## SHORT TASK
Reproduce word for word the lines of the listing below, starting with the line that contains "For this dataset, tag each instance of the green shrub" and going on through the line that contains "[[167, 91]]", including both of those lines.

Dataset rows
------------------------

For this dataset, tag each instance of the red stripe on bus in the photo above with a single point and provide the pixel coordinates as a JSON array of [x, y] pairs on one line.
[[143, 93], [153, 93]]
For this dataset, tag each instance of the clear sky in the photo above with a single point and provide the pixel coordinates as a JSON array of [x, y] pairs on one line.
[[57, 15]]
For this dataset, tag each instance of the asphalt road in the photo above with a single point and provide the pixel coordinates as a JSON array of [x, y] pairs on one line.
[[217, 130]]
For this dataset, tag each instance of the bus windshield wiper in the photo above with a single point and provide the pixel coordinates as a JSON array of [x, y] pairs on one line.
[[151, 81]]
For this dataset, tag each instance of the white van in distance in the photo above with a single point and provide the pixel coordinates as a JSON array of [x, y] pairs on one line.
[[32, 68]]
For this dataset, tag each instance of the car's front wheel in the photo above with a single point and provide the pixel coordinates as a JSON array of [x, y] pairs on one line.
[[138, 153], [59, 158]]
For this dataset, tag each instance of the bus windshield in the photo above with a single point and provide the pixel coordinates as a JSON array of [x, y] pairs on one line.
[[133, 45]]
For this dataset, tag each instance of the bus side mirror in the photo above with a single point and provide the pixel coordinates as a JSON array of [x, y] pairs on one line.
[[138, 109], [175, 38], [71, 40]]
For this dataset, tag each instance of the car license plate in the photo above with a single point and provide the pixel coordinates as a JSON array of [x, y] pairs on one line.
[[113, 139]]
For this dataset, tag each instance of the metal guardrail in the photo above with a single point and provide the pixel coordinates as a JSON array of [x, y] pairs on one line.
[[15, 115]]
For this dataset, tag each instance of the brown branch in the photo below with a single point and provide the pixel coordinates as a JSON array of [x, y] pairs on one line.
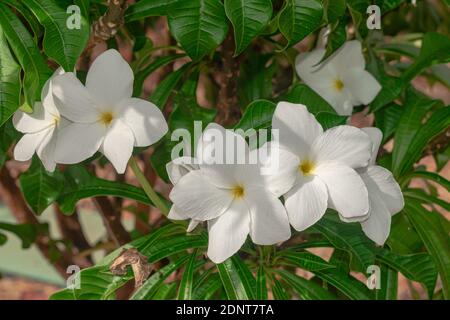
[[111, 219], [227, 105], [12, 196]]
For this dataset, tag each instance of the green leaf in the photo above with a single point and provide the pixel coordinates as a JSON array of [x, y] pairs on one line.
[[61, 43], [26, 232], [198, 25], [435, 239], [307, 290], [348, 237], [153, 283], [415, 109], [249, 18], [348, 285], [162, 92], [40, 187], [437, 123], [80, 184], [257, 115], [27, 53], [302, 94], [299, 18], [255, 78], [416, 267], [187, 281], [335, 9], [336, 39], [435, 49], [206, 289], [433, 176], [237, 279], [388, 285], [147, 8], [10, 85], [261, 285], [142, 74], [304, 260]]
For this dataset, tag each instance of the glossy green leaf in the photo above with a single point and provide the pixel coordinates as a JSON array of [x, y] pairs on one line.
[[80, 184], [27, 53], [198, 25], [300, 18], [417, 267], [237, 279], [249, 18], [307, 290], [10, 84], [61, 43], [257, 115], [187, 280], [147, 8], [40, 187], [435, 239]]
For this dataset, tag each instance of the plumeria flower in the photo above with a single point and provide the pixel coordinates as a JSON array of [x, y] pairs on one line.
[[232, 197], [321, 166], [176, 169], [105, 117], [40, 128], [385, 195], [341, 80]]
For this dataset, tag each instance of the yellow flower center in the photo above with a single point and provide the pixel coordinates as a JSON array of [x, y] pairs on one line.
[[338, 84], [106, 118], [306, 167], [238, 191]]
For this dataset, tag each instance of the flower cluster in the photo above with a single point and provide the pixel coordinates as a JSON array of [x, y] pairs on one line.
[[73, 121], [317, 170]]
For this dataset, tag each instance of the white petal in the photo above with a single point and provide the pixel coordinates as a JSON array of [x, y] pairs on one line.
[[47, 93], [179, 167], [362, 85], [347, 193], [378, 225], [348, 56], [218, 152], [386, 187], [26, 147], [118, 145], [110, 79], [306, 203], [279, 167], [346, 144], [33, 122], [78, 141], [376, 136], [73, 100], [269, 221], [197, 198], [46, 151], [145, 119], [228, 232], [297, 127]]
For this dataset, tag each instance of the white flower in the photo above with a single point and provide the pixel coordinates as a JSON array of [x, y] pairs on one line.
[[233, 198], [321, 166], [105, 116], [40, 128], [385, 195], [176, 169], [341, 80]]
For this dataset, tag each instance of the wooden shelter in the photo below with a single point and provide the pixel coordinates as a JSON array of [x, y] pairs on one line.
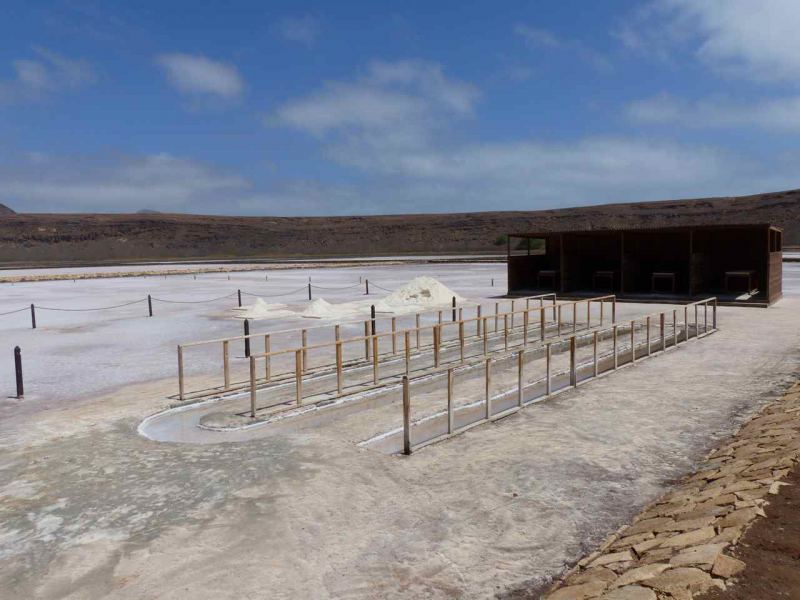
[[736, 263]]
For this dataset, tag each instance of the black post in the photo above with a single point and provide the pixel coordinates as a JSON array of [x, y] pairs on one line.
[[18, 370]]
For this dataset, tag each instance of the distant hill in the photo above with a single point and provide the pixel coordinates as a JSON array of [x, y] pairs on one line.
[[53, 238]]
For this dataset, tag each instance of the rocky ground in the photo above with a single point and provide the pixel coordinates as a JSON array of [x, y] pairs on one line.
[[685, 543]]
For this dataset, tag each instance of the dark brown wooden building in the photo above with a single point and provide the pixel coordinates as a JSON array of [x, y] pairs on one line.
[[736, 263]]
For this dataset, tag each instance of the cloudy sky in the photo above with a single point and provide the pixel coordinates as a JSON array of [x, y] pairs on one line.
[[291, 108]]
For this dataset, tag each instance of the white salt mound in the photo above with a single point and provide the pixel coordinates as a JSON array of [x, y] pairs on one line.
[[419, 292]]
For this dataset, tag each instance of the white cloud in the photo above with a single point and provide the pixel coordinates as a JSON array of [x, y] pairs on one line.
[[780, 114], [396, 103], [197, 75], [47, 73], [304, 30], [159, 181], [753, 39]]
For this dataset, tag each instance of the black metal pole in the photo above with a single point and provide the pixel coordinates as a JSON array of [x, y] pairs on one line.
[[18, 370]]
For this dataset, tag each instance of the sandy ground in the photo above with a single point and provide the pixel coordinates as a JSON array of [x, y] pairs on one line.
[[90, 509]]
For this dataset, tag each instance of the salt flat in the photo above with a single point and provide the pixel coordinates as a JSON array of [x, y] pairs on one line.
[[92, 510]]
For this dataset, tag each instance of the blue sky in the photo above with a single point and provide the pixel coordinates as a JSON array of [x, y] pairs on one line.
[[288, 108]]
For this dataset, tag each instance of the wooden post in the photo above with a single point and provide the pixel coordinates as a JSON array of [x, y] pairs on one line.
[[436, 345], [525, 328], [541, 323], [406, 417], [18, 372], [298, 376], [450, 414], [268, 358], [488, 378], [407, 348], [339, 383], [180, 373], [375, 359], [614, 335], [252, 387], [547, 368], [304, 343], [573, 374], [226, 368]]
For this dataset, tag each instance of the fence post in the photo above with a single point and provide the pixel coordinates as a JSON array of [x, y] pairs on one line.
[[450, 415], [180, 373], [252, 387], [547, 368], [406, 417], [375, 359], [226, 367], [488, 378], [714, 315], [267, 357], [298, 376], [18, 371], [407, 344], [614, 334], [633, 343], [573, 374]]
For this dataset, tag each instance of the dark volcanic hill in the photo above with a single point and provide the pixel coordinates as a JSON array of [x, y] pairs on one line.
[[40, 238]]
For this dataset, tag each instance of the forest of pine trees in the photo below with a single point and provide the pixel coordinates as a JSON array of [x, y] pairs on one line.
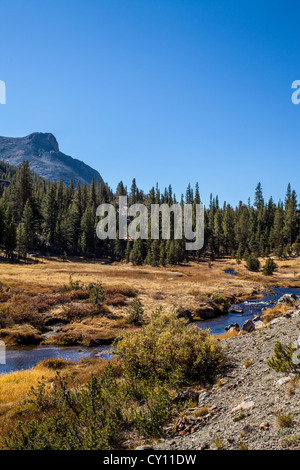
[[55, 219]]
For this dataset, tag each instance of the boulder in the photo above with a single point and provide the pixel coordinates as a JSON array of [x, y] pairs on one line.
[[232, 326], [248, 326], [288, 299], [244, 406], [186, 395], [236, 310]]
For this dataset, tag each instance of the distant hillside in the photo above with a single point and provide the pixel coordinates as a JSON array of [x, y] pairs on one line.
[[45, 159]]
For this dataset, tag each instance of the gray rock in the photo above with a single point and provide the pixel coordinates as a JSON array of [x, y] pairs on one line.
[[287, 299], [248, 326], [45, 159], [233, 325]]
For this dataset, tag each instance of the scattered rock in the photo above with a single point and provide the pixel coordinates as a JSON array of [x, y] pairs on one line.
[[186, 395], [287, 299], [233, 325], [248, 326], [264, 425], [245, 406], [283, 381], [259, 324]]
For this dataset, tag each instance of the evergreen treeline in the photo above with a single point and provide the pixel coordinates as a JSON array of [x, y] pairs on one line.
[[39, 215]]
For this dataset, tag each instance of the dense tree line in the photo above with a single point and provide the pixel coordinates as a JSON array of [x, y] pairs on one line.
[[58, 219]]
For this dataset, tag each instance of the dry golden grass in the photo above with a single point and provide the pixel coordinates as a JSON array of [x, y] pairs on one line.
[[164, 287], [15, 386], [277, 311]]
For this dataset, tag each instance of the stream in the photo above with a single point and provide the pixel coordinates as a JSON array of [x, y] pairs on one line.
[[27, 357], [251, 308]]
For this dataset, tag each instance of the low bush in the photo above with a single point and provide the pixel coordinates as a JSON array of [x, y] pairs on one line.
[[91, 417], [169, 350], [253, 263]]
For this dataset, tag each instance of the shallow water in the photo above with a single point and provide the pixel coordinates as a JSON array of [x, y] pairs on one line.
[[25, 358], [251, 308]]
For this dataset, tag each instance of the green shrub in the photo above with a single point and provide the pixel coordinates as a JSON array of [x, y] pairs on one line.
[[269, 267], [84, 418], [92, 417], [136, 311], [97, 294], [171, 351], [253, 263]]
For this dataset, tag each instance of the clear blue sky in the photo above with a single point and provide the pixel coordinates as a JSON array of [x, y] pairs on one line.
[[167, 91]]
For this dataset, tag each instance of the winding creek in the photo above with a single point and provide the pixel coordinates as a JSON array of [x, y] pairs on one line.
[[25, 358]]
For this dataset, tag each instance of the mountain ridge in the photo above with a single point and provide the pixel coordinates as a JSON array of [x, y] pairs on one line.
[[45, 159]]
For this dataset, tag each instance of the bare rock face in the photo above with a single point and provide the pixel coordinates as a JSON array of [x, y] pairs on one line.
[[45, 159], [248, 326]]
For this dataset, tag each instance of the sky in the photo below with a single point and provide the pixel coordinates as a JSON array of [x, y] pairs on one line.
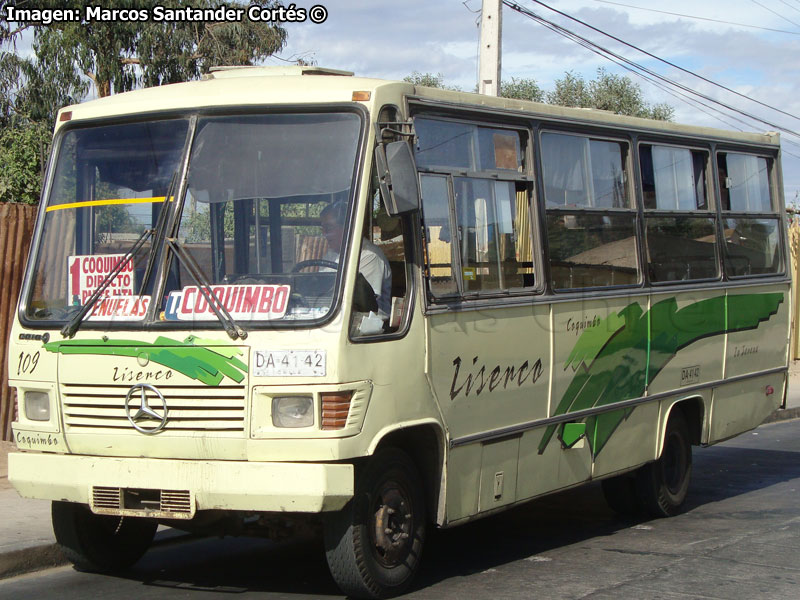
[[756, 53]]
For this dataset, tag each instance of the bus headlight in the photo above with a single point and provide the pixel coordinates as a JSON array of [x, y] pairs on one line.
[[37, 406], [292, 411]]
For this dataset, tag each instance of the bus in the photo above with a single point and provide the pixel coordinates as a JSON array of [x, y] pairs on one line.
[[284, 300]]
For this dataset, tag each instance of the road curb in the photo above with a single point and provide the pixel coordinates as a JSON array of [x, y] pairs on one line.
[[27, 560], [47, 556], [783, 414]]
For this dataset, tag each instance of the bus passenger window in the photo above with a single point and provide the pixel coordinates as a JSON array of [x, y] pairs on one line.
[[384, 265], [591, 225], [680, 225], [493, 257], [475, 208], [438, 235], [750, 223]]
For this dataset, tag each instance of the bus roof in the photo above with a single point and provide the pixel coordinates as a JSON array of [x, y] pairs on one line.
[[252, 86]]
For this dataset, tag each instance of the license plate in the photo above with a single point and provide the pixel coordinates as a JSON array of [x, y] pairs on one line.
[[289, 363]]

------------------------

## ANSWER TO THE PROBLEM
For this dataset, tag each instance of the green shrub in the photo above with a single point and provide the pixel coordinates as a JSON array of [x, y] pairs on one line.
[[269, 267], [84, 418], [92, 417], [136, 311], [97, 294], [171, 351], [253, 263]]
For this dataset, tag each instance of the clear blue sky in the photo above with a single point and provide the pixel coordinates as a JSON array of [x, y] pairs on one line.
[[167, 91]]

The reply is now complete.